* Begin Supplied text *

The common perception of most people about tornadoes is of a large funnel shaped cloud extending from a black sky, roaring like an express train. Over time and with much photographic study, storm researchers have found widely varying tornado shapes (symmetrical columns, tubes and ragged, swirling cloud masses), including occasionally the absence of any condensation column at all. Also, the normal cloud base color was found to vary from dark blue-gray to reddish/brown (dust laden) gray. In hundreds of storm encounters, the Editor has experienced only one storm where the rain-free cloud base turned almost black (deep black-gray with firey red breaks) at mid-afternoon. But what about tornado sounds? How much actual advance warning do they give, how often, with what size storms, etc?

To answer these questions, Storm Track sent a one page questionnaire to the more active chasers and received fourteen detailed responses (from about 20 inquiries), including 113 reports on 91 different tornadoes, one funnel, four gustnadoes and one roaring CB hole. When my 1979 data on the Hurricane David tornado in Fairfax County is added (also derived from other questionnaires), then a total of 126 reports on 92 tornadoes from 26 respondents will be considered. This is the data base for the study.

(Of course, the Editor is quick to point out that this data is based on memories and the varying quality of on-scene notes from each chaser (some storm reports are 20 years old). Consequently, it may contain some errors and even an overall bias to report only storms that were sound producers or large and close enough to be potential sounders. On the other hand, this group of respondents represents the best trained and experienced tornado chasers in the world. Consequently, their reports are based on skills of observation and attention to detail not normally found among the lay public.)

Several decisions were made in reviewing the data to resolve inconsistencies: (1) Three funnel cloud reports were received, including one sound producer. However, since the questionnaire specified "Tornado Sounds," all but the tornadic sounding funnel were excluded to avoid biasing the data with vortex reports which could not be documented by F-scale damage. The one report, however, is included and so identified in the text. (2) Where an F-scale damage estimate was given as two numbers (e.g. "2-3" or "1-2"), the higher number was used. (3) Where a range of distance from the tornado was given (e.g. 10-15 miles), the difference was split (e.g. 12.0 miles). (4) Where time reports appeared inconsistent from different chasers at the same storm, those reports from the most experienced chasers were used. In such cases, an initial count of 4 or 5 different tornadoes might become 2 or 3, after correcting for aberrant time reports.

It is now useful to highlight some of the data conclusions, before looking at the more detailed analyses. Noteworthy is that out of 92 tornadoes, one funnel and four gustnadoes, only 14 produced sound reports. Of this number, the average threshold distance for sound from tornadoes is 1.5 miles. Some of the larger tornadoes do announce themselves at a greater distance. The maximum sound/distance report of four miles was from the Binger, Oklahoma storm of May 22, 1981. If the five Binger sound reports are backed out, the average thresh-hold distance drops to slightly less than a mile (most other storms being smaller than the Binger one). If the average threshold distance of 2.6 miles for the five Binger reports is added as one report, the overall distance increases only slightly to 1.1 miles for all other single reports.

* End Supplied text *
* Begin Given records *

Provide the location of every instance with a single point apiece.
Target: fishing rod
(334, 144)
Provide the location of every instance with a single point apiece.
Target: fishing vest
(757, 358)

* End Given records *

### Written problem 1
Answer these questions from the text on tornado sounds.
(a) How many detailed responses did Storm Track receive to its questionnaire?
(b) When an F-scale damage estimate was given as two numbers, which number was used?
(c) What was the maximum sound/distance report, and which storm did it come from?
### Written problem 2
Update the passage of the tornado-sounds text that begins at "To answer these" and stops after "for the study.", putting "storm chasers" in place of "chasers".

### Exercise response 1
(a) Fourteen.
(b) The higher number.
(c) Four miles, from the Binger, Oklahoma storm of May 22, 1981.

### Exercise response 2
To answer these questions, Storm Track sent a one page questionnaire to the more active storm chasers and received fourteen detailed responses (from about 20 inquiries), including 113 reports on 91 different tornadoes, one funnel, four gustnadoes and one roaring CB hole. When my 1979 data on the Hurricane David tornado in Fairfax County is added (also derived from other questionnaires), then a total of 126 reports on 92 tornadoes from 26 respondents will be considered. This is the data base for the study.